━━━ Data for this task ━━━

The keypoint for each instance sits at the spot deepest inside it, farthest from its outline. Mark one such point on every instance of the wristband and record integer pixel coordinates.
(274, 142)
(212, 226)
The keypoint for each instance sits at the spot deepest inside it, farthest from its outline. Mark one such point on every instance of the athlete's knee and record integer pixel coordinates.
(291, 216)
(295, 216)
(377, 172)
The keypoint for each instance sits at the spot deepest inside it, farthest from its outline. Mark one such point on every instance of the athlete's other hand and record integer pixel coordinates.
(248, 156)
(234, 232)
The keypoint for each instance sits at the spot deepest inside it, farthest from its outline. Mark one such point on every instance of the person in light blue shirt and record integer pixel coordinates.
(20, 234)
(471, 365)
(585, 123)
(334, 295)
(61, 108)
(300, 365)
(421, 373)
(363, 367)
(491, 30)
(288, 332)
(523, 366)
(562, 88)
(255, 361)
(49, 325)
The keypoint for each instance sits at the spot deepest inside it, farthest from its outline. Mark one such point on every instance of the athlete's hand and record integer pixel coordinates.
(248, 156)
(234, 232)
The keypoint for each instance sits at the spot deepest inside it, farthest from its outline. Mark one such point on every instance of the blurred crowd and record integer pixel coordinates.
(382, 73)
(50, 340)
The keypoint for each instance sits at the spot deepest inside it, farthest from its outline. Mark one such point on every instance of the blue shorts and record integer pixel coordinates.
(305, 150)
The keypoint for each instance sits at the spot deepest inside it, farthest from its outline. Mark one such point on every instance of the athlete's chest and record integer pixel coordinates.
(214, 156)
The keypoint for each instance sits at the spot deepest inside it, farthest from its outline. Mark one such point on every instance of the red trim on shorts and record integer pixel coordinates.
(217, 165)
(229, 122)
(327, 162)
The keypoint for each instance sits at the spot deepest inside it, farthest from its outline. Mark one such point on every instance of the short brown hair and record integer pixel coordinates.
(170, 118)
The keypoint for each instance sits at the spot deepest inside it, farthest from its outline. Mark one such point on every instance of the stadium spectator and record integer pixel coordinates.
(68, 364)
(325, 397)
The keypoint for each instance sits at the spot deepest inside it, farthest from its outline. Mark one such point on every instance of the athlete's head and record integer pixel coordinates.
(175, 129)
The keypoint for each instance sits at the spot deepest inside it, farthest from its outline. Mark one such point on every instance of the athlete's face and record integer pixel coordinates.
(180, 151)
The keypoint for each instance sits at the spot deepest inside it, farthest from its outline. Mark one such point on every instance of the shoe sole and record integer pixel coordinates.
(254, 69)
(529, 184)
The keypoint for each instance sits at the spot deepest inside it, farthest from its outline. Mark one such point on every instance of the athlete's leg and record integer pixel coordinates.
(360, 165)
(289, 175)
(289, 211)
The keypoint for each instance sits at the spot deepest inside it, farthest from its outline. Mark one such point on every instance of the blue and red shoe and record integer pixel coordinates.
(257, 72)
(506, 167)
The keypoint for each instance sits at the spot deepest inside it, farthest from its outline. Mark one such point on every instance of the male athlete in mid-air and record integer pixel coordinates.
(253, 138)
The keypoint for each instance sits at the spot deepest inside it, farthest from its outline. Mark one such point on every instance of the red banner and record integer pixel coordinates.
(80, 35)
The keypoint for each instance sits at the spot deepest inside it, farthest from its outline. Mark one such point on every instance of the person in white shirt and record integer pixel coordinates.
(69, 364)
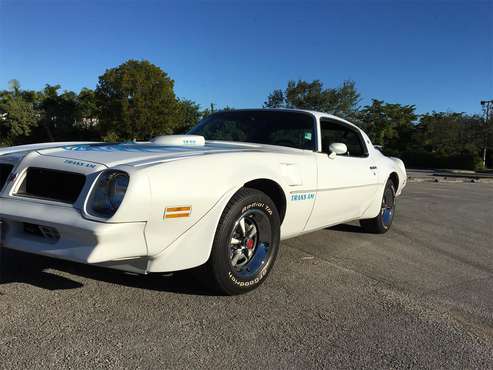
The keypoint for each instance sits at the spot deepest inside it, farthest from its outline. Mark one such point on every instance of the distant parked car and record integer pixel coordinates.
(221, 197)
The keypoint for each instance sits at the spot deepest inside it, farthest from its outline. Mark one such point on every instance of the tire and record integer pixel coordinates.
(245, 245)
(382, 223)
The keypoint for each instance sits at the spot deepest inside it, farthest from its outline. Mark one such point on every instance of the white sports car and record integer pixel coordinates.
(221, 197)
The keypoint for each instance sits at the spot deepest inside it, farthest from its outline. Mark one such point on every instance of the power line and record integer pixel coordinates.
(488, 110)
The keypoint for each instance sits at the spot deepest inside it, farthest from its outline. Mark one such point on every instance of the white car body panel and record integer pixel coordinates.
(318, 192)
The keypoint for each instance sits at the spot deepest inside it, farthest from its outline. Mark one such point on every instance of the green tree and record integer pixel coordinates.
(17, 117)
(342, 100)
(390, 125)
(188, 115)
(136, 100)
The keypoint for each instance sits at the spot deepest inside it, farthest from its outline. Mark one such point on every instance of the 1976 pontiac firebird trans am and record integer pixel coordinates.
(218, 199)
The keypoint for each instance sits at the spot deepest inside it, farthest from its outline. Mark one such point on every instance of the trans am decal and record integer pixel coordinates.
(79, 163)
(304, 196)
(177, 212)
(124, 147)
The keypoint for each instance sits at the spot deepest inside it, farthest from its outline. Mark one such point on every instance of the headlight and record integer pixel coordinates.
(108, 193)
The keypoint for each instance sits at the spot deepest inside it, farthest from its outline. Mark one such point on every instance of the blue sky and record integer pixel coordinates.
(435, 54)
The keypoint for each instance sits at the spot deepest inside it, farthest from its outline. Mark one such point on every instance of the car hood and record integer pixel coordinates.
(137, 154)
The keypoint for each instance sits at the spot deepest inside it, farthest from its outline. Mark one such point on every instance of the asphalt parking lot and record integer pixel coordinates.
(418, 296)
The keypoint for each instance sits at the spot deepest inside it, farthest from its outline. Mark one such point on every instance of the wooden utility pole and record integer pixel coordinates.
(488, 110)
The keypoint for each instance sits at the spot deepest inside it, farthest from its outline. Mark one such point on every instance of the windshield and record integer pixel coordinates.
(292, 129)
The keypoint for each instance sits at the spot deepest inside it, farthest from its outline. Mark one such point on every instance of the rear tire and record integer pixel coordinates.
(245, 245)
(381, 224)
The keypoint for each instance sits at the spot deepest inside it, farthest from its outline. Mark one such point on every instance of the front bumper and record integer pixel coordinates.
(78, 239)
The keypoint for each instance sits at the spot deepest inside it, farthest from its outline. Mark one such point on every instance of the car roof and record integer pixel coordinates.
(317, 114)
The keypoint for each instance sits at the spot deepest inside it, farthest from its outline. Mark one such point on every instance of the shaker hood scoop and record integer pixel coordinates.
(161, 148)
(179, 140)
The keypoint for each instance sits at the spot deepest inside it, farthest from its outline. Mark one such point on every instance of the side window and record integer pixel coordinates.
(333, 132)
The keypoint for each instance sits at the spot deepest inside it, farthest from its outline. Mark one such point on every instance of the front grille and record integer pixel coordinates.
(5, 170)
(54, 185)
(50, 234)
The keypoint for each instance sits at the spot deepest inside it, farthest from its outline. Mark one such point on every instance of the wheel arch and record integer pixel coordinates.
(394, 177)
(273, 190)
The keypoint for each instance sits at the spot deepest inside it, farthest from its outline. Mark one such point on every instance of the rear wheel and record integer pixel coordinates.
(381, 224)
(245, 245)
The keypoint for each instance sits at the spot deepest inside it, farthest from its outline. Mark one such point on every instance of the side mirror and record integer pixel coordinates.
(337, 149)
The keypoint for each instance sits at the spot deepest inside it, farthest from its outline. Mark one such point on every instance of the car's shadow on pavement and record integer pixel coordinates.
(348, 228)
(35, 270)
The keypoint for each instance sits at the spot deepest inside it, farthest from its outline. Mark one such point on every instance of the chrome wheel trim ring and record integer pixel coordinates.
(250, 242)
(388, 205)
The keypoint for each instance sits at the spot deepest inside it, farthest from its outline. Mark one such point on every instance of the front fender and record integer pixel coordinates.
(197, 189)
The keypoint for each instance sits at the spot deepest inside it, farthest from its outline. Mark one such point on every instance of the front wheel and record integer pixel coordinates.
(246, 243)
(381, 224)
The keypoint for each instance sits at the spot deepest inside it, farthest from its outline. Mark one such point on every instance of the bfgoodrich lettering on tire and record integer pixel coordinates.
(381, 224)
(246, 243)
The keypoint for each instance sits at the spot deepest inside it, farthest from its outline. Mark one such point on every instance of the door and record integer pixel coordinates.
(347, 183)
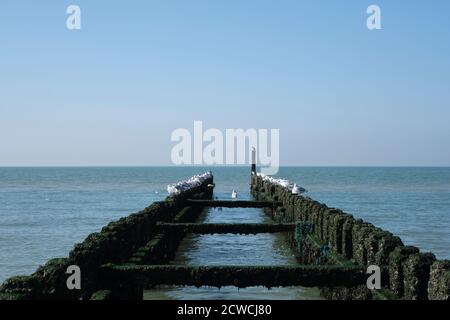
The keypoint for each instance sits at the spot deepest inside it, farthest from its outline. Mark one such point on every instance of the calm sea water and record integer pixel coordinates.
(45, 211)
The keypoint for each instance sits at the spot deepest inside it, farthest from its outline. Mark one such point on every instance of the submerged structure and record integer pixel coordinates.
(333, 250)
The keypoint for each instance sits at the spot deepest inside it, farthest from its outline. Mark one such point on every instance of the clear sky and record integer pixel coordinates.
(112, 92)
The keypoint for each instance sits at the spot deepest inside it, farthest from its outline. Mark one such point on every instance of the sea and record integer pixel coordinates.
(44, 211)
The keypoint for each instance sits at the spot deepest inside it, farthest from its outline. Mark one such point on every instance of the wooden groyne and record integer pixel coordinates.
(333, 249)
(133, 239)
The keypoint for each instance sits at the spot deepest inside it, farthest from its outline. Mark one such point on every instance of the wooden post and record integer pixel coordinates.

━━━

### What to work on:
Quote the line that contains "structure and record integer pixel coordinates." and each line after it through the end of the data, exactly, leaving out everything else.

### Exercise response:
The keypoint for each instance sits at the spot deepest inside it, farthest from its outline. Mark one such point on every instance of the submerged structure and record integer pixel coordinates.
(333, 250)
The keypoint for each instance sits at the spot deepest inside it, farthest from its outline. Mark one such point on every instance of the clear sky and record integer pixel coordinates.
(112, 92)
The keypoint for each instance sits at the spot deepest inside it, farthest from its outline. Mark one such point on every instance of the sea and record integer pixel coordinates.
(44, 211)
The keypoint for each instance sits at the spot deepest inside it, farthest from its outline. Mark one such point on every instance of the wooden groyne and record integer pixel coordinates.
(333, 249)
(133, 239)
The keypoint for each instance sits at the spot deepest inside it, farthest from its outline. Mark one such point on every instance of the wooden post and record integer pixel coordinates.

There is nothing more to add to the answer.